*** SOURCE DATA ***

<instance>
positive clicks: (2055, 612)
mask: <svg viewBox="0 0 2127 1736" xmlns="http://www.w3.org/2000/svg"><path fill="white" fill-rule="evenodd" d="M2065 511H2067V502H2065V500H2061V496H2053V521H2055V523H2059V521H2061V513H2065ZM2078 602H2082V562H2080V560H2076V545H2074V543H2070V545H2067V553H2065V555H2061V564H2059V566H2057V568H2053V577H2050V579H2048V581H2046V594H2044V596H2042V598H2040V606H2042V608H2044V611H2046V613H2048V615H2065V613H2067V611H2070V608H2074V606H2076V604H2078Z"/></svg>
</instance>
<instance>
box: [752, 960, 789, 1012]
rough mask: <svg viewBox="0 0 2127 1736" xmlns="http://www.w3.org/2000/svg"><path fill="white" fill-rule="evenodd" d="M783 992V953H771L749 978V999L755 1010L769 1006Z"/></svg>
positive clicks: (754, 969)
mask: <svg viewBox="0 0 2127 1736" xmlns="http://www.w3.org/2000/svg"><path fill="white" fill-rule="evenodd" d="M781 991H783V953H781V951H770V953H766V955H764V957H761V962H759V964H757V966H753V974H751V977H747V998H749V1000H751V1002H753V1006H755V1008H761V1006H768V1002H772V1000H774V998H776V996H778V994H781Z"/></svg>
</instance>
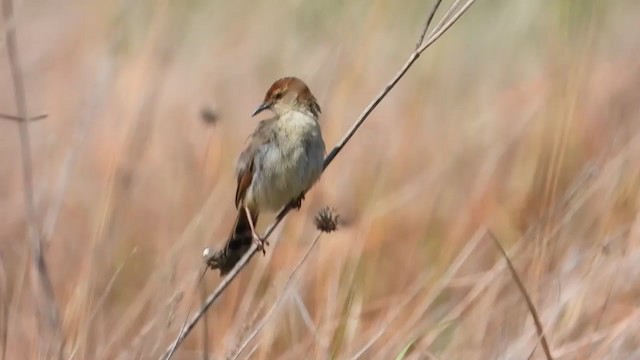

***

WHAT YOU NEED TO DO: Copy all of the rows above word for word, leaving out the picture.

ANSWER BOX:
<instance>
positive clicks: (2055, 612)
mask: <svg viewBox="0 0 2127 1736" xmlns="http://www.w3.org/2000/svg"><path fill="white" fill-rule="evenodd" d="M2065 511H2067V502H2065V500H2061V496H2053V521H2055V523H2059V521H2061V513H2065ZM2078 602H2082V562H2080V560H2076V545H2074V543H2070V545H2067V553H2065V555H2061V564H2059V566H2057V568H2053V577H2050V579H2048V581H2046V594H2044V596H2042V598H2040V606H2042V608H2044V611H2046V613H2048V615H2065V613H2067V611H2070V608H2074V606H2076V604H2078Z"/></svg>
</instance>
<instance>
box: [752, 960, 789, 1012]
rough mask: <svg viewBox="0 0 2127 1736" xmlns="http://www.w3.org/2000/svg"><path fill="white" fill-rule="evenodd" d="M783 992V953H771L749 978V999L755 1010L769 1006Z"/></svg>
positive clicks: (754, 969)
mask: <svg viewBox="0 0 2127 1736" xmlns="http://www.w3.org/2000/svg"><path fill="white" fill-rule="evenodd" d="M781 991H783V953H781V951H770V953H766V955H764V957H761V962H759V964H757V966H753V974H751V977H747V998H749V1000H751V1002H753V1006H755V1008H761V1006H768V1002H772V1000H774V998H776V996H778V994H781Z"/></svg>
</instance>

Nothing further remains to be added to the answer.